▶ [The exercise]: In the passage on Sophie Germain, what male pseudonym did she use?

▶ [Text section]:
++++++
Who was Sophie Germain, and why is a mathematical biography particularly timely and interesting, both for the mathematics and the social history?

Sophie Germain (1776–1831) was the first woman we know of who did important original mathematical research. She won the mathematical prize competition of the French Academy of Sciences to explain the fascinating vibrational patterns of elastic membranes. As a girl she was initially actively prevented by her parents from studying mathematics, and as a woman she was denied access by society to higher education and to research and professional environments. But in a true tale stranger than fiction, Sophie Germain nonetheless pursued mathematics successfully through an incredible combination of talent, persistence, and bravado. In an age when Parisian women still had to rely on chaperones for almost every male encounter, Sophie Germain, initially through years of written male impersonation, gained the attention, then mentorship, and eventually professional respect of the greatest mathematicians of the age, including Lagrange, Legendre, Gauss, and Fourier. At one point Gauss even wrote to a friend that “LeBlanc” (Germain’s assumed male pseudonym) was the only person who really understood his landmark book that ushered in modern number theory, Disquisitiones Arithmeticae.
++++++
[Dataset rows]

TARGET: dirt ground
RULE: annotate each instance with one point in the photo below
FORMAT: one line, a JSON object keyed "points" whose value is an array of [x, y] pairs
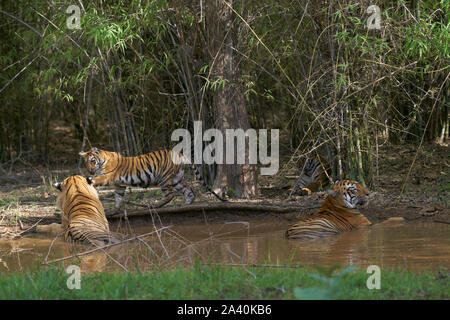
{"points": [[27, 197]]}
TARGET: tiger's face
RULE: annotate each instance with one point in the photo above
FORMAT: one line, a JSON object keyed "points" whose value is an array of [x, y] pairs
{"points": [[71, 183], [94, 163], [350, 193]]}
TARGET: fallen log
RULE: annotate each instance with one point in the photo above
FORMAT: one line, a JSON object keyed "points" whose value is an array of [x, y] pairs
{"points": [[218, 206]]}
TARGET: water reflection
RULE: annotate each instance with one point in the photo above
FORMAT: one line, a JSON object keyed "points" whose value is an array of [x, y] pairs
{"points": [[414, 246]]}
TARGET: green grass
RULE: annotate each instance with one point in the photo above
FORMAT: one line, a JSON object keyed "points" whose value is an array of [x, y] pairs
{"points": [[216, 282]]}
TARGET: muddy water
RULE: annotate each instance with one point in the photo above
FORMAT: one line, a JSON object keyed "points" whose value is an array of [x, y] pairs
{"points": [[410, 245]]}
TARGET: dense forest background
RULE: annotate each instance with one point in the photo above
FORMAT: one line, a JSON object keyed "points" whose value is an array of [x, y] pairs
{"points": [[136, 70]]}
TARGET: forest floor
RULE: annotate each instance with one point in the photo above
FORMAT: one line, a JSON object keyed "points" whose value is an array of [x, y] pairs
{"points": [[27, 197]]}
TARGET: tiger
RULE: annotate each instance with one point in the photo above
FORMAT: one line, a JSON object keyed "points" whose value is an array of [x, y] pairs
{"points": [[164, 168], [337, 214], [83, 217], [314, 174]]}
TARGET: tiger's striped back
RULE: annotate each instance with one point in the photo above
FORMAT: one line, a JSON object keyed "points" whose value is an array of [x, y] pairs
{"points": [[84, 218], [337, 214], [164, 168]]}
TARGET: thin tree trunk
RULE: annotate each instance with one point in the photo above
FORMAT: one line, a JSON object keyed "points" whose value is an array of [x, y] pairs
{"points": [[240, 179]]}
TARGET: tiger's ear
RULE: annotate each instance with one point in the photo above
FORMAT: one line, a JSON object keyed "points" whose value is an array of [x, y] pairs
{"points": [[57, 185], [90, 180]]}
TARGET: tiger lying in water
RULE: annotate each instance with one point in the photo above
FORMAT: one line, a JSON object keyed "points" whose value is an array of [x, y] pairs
{"points": [[337, 214], [164, 168], [83, 217]]}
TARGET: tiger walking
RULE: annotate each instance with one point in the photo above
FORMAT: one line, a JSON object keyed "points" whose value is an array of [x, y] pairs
{"points": [[164, 168]]}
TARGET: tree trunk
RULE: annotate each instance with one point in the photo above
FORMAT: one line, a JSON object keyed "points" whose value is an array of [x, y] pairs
{"points": [[240, 180]]}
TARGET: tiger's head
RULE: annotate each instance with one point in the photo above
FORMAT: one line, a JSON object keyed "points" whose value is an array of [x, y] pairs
{"points": [[95, 161], [72, 184], [348, 194]]}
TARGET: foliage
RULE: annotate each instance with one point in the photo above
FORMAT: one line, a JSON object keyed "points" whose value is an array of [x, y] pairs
{"points": [[218, 282], [137, 70]]}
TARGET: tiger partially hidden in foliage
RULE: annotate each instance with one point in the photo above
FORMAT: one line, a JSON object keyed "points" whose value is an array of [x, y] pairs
{"points": [[164, 168], [83, 217], [337, 214], [314, 174]]}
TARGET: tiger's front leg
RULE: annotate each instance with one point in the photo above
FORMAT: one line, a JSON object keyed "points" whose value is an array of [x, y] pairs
{"points": [[119, 193]]}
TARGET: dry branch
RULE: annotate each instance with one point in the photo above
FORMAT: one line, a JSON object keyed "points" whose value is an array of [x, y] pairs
{"points": [[204, 207]]}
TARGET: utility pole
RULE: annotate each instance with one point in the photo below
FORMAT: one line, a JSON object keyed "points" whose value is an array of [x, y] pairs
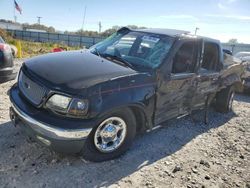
{"points": [[39, 20], [84, 15], [196, 29], [100, 27]]}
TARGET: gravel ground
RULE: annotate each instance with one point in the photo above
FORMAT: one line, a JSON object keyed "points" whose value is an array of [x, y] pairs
{"points": [[184, 153]]}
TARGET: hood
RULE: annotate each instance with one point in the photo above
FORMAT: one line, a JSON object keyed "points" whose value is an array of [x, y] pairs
{"points": [[75, 69]]}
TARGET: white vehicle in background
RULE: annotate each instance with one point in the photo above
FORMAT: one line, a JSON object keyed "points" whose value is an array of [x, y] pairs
{"points": [[245, 57]]}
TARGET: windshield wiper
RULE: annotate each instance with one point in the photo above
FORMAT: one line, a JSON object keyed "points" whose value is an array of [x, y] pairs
{"points": [[118, 59], [97, 52]]}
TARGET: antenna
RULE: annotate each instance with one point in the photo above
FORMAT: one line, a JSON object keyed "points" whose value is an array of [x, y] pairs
{"points": [[196, 29], [100, 27], [39, 19], [84, 15]]}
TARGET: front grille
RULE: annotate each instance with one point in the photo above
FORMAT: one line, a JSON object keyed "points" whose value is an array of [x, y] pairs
{"points": [[31, 90]]}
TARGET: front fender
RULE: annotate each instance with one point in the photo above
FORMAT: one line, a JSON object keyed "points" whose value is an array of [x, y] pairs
{"points": [[136, 91]]}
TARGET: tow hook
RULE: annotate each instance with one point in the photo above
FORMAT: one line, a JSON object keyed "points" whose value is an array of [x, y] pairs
{"points": [[13, 117]]}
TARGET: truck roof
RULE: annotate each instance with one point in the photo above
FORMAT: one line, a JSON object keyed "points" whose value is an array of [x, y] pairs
{"points": [[169, 32], [173, 33]]}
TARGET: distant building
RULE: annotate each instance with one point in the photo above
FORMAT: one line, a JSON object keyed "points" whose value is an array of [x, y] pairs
{"points": [[35, 30], [9, 25]]}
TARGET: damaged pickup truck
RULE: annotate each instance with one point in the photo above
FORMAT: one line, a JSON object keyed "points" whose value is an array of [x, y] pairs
{"points": [[93, 102]]}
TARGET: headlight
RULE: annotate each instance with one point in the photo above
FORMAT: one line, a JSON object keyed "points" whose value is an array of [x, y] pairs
{"points": [[58, 103], [67, 106], [78, 107]]}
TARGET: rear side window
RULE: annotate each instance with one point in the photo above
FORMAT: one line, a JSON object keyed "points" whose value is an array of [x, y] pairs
{"points": [[210, 56], [185, 59]]}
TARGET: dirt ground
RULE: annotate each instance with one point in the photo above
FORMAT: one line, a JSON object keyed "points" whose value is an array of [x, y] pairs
{"points": [[183, 153]]}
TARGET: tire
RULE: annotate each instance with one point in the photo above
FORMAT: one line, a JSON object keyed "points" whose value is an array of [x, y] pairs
{"points": [[224, 100], [93, 152]]}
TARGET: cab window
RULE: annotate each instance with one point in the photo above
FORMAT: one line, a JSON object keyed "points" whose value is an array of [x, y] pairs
{"points": [[210, 56], [185, 59]]}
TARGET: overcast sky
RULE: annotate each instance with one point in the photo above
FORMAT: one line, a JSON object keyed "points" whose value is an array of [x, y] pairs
{"points": [[220, 19]]}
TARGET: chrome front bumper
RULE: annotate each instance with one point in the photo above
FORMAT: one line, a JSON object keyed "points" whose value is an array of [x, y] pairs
{"points": [[48, 130]]}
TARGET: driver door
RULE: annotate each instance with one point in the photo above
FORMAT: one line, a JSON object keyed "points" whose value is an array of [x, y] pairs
{"points": [[175, 91]]}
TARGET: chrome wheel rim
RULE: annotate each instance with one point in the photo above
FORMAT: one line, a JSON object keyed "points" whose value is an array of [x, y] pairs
{"points": [[231, 101], [110, 134]]}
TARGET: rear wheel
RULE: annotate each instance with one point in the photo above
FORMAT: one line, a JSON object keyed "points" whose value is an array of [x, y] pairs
{"points": [[111, 137], [224, 100]]}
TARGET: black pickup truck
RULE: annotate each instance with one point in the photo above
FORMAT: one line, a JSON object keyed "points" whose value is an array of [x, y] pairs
{"points": [[6, 62], [93, 102]]}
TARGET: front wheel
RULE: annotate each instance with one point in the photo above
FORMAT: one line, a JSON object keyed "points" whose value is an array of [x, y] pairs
{"points": [[224, 100], [111, 137]]}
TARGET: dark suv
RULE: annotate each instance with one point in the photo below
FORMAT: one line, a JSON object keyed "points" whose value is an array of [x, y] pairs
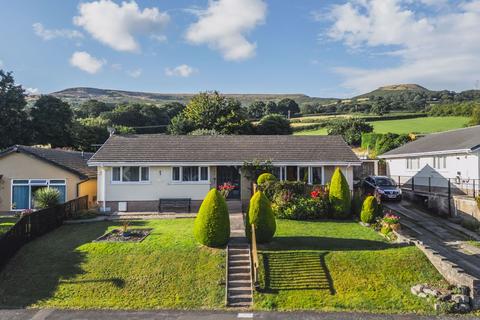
{"points": [[384, 186]]}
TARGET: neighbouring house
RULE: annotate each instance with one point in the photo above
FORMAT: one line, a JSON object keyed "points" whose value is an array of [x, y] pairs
{"points": [[135, 171], [24, 169], [440, 169], [453, 155]]}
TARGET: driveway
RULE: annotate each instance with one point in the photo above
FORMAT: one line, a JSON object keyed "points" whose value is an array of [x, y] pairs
{"points": [[441, 235], [48, 314]]}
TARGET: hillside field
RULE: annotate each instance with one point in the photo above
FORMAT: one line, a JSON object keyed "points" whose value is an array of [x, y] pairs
{"points": [[417, 125]]}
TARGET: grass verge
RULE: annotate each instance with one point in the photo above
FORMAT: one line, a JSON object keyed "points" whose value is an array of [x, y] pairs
{"points": [[65, 269]]}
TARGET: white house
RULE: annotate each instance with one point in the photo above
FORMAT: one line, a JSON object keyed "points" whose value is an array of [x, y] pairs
{"points": [[135, 171], [437, 158]]}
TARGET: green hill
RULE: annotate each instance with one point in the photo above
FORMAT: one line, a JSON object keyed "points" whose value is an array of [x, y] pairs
{"points": [[393, 90], [78, 95]]}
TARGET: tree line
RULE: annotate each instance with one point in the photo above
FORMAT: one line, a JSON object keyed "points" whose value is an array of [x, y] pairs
{"points": [[51, 121]]}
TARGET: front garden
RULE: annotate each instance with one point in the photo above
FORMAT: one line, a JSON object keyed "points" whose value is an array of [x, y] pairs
{"points": [[65, 269], [340, 266]]}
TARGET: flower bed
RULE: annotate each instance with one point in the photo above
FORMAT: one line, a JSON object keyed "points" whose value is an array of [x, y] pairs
{"points": [[132, 235]]}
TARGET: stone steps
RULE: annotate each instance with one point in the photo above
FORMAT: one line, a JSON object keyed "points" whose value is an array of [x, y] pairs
{"points": [[239, 282]]}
++++++
▶ [Correct answer]: LeBlanc